In the abstract on plasma fatty acids and the metabolic syndrome, how many participants provided baseline data, and what was their age range?

§ PASSAGE
★ ★ ★

Plasma fatty acid composition, estimated desaturase activities, and their relation with the metabolic syndrome in a population at high risk of cardiovascular disease.Clin Nutr. 2014 Feb; 33(1):90-7.CN
BACKGROUND & AIMS
The metabolic syndrome (MetS) is a clustering of various metabolic abnormalities which is associated with increased risk of cardiovascular disease (CVD) and type 2 diabetes mellitus. Due to its increasing prevalence, it has become an important public health concern. Altered fatty acid (FA) composition and desaturase activities have been associated with several metabolic diseases, including MetS. The aim of the present study was to evaluate the relationship of the plasma FA profile and desaturase activities with the MetS in a Mediterranean population at high risk of CVD.
Baseline data from 427 participants aged 55-80 years who took part in the interventional PREDIMED study were obtained. Individual FA was determined in plasma and desaturase activities were estimated from product/precursor ratios. Odds ratios (OR) and partial correlation coefficients were used to examine these relations with MetS and its components, respectively.
We found higher levels of C14:0, C16:0, C16:1n-7, estimated Δ(9)- or stearoyl-CoA desaturase (SCD), and estimated Δ(6) desaturase (D6D), and lower levels of C18:2n-6 in people with MetS compared to those without it. After adjustment for several confounders, only higher quartiles of C14:0, C16:0, C16:1n-7, and D6D were found to be associated with an increasing prevalence of MetS, while higher quartiles of C18:2n-6 were inversely associated with MetS. High proportions of C14:0, C16:0, C16:1n-7, C20:3n-6, SCD, and D6D, and decreased proportions of C18:2n-6 and estimated Δ(5)-desaturase (D5D) were associated with adverse profiles of several metabolic risk factors. Women showed more unhealthy FA pattern and lipid profiles than men, but only among those with MetS.

★ ★ ★

§ DATASET EXTRACT
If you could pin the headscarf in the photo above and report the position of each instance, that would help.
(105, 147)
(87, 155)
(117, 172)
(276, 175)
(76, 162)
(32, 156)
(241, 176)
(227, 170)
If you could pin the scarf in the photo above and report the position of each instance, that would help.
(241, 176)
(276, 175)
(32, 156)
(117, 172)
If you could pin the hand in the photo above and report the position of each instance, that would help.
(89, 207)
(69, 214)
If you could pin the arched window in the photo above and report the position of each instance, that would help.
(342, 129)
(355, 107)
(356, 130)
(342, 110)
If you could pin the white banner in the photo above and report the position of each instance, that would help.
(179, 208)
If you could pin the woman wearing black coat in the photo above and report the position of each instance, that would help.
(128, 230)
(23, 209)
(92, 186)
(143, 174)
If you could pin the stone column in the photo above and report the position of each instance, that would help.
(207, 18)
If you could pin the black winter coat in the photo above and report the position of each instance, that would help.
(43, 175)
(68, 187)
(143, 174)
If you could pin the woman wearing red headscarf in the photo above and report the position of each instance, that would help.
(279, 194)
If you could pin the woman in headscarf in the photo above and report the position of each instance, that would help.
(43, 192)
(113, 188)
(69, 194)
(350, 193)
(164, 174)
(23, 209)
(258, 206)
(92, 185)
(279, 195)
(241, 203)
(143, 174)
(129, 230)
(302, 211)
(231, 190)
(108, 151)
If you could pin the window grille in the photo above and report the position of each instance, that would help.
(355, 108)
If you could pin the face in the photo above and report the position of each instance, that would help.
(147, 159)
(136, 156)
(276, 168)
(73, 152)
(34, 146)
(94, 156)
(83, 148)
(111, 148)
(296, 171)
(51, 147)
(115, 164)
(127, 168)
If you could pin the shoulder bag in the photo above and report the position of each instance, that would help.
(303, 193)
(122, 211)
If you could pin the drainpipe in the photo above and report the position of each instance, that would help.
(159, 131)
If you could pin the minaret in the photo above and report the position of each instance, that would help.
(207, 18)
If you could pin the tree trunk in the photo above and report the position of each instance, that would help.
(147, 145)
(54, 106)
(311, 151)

★ ★ ★

§ RESULT OF THIS EXERCISE
427 participants aged 55 to 80 years.